課題一覧 >>
a. 伊勢神宮を巡る本文によると、二光堂寳来亭の松阪牛のステーキ丼の肉は何グラムですか？
b. エントリの中から、文字列"suit"を含む行をすべて集めてください。大文字と小文字は区別されます。

読解用本文 >>

このあとは御朱印のために外宮に戻ることになるのですが、ひとまず内宮に来たからには行きたいおかげ横丁おかげ横丁に行くには、五十鈴川に沿ったおはらい町なる鳥居前町を数百メートル歩くのですが、早速、そのおはらい町に入ってすぐにある二光堂寳来亭の松阪牛のステーキ丼をいただきました。お肉は130gとのこと、十分の量だと思います。お腹いっぱいになり、このあとおかげ横丁でもまったく何も食べ歩きできず…。お得感いっぱいの伊勢路フリーきっぷですが、6000円分のタクシー券のうち、2000円まではおかげ横丁で利用できるので、土産物店で主に海産物の購入に充てさせていただきました。実質4000円分がタクシー券となるのですが、伊勢市駅から内宮まで2090円かかったので、往復で4000円分は利用できる計算ですね。内宮からの帰路は外宮までは戻らず途中の徴古館で降ろしてもらいました。
停車と同時にメーターが上がって1410円。徴古館からは外宮までは三交バスを利用したので、結局タクシー券は500円余らせてしまいましたが全く損はしておりません。伊勢路フリーきっぷには本当にお世話になりました。徴古館の存在は当日現地で初めて知ったのですが、こんなに素敵で立派な博物館です。伊勢神宮についてさらに学んだあと、御朱印をいただくために本日2回目の外宮へ。お参りせずに神楽殿まで往復したあとは、駐車場側の北御門からまっすぐ伸びる神路通りの先にある別宮月夜見宮に向かいました。神路通りは閑静な住宅街の真ん中を通っていて、人の通りも車の通りもほとんどないのですが、通りの中央は神様用なので、避けて左端を歩くものなのだそう。他人のお家の前をぴったり通るのは少し気が引けますが、こちらのみなさん慣れているでしょうから…。どちらも一般の御宅なのですが、通行時に見える場所に、神路通、と書かれた札を出されているのが印象的でした。

名前付きオブジェクト指示エントリ >>
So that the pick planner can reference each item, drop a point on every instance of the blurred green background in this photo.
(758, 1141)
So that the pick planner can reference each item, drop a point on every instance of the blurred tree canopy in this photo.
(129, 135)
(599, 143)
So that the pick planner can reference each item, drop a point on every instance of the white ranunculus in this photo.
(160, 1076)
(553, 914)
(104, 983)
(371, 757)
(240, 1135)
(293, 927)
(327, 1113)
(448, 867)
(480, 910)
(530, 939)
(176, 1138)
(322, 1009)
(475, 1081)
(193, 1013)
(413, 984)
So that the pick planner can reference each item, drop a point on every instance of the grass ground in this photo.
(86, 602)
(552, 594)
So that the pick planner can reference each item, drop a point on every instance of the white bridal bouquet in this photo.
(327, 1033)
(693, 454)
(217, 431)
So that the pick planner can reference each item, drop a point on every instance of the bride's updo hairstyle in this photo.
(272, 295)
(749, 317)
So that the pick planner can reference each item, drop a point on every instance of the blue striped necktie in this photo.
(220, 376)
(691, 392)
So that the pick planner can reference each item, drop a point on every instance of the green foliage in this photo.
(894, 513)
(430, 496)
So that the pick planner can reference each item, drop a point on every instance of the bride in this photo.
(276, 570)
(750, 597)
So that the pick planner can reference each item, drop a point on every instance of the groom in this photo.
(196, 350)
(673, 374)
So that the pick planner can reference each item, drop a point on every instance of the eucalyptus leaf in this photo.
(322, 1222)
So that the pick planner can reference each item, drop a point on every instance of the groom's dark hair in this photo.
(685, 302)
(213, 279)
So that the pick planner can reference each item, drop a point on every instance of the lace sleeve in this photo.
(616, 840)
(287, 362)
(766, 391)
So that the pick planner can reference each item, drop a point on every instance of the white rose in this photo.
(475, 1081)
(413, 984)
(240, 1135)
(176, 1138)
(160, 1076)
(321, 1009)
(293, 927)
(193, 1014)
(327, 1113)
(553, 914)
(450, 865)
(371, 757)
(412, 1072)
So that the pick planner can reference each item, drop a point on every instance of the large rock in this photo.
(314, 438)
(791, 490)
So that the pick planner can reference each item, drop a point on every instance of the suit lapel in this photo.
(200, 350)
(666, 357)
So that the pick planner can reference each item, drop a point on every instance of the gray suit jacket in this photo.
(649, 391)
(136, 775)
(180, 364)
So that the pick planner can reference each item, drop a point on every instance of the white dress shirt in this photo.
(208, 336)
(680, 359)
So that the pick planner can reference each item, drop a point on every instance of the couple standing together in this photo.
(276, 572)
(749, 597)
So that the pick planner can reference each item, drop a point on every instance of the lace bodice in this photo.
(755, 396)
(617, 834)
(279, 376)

各課題の解答 >>
a. 130グラムです。

b.
So that the pick planner can reference each item, drop a point on every instance of the suit lapel in this photo.
So that the pick planner can reference each item, drop a point on every instance of the gray suit jacket in this photo.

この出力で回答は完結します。